■ **Directions**
Find each line of the material below in which the word "white" occurs, and return it.

■ **Extracted material**

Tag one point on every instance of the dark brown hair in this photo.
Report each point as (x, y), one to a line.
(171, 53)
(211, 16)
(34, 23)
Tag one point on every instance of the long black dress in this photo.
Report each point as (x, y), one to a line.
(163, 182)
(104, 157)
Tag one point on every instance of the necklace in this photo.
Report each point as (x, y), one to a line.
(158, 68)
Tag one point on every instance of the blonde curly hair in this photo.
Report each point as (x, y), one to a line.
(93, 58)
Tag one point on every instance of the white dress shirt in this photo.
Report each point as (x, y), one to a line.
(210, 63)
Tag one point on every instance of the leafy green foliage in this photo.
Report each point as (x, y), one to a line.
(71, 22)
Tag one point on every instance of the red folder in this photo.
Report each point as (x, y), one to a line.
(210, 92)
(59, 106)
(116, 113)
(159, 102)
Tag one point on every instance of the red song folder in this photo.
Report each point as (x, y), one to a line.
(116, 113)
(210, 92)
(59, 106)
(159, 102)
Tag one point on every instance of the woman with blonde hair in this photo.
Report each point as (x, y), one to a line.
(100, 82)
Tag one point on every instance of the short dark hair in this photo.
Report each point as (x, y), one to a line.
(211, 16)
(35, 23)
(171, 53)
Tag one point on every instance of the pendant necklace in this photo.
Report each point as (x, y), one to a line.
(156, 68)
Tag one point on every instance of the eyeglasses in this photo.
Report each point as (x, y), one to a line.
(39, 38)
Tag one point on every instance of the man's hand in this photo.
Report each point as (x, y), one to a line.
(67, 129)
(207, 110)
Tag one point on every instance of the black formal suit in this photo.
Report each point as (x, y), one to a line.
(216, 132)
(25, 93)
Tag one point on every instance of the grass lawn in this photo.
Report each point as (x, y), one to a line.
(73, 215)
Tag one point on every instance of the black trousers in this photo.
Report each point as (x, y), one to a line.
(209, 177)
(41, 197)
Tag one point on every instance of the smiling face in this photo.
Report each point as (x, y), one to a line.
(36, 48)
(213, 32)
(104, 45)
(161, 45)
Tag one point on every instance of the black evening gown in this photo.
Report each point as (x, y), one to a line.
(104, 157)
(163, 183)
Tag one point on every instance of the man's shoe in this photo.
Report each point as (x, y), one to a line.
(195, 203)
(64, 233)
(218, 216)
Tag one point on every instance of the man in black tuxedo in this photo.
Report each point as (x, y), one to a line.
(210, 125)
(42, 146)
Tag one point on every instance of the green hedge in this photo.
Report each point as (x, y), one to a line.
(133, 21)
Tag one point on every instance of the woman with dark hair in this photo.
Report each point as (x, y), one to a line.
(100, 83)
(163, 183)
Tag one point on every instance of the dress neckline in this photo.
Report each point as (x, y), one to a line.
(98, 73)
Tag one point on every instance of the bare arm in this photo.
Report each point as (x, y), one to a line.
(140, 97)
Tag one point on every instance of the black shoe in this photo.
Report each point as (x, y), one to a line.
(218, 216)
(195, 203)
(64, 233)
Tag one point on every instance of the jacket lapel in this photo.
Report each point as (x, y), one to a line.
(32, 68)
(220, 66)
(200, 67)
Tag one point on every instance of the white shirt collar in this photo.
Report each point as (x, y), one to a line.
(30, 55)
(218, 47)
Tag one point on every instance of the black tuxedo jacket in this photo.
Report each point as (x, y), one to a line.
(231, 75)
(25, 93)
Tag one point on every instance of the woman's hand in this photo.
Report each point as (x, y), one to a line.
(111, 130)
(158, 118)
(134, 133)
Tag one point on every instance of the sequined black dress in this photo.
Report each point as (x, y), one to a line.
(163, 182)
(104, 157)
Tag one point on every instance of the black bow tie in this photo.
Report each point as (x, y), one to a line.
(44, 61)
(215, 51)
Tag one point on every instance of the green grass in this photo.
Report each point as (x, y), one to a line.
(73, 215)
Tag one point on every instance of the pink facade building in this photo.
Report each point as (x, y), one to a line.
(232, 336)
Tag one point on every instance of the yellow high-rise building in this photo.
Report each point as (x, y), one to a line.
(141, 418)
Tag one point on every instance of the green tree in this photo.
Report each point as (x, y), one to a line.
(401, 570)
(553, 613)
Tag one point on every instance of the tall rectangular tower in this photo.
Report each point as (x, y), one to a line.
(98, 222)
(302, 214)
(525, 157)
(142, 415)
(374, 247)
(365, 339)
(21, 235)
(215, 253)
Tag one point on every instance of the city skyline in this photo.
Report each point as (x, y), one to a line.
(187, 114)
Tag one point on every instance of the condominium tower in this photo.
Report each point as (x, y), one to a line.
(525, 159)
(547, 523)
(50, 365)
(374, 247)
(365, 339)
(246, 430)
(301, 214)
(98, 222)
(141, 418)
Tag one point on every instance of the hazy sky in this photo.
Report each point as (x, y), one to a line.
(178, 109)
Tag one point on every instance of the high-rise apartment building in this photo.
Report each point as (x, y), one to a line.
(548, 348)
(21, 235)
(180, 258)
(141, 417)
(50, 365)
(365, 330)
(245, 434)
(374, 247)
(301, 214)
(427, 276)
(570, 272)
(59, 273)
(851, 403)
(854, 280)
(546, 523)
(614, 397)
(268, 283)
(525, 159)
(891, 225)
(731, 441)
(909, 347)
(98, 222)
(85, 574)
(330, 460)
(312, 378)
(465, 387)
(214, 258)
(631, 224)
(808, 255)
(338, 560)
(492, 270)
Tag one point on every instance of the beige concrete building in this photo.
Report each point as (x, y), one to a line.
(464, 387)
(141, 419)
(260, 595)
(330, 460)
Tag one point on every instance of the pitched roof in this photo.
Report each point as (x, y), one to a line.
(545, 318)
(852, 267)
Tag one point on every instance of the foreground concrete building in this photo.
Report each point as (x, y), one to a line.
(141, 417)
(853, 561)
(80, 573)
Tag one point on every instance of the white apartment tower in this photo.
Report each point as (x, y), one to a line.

■ **Result for this task**
Tag one point on every instance of the white dress shirt in this photo.
Tag one point on every instance of the white shirt collar in this photo.
Tag one point on every instance of the white apartment tower in this photo.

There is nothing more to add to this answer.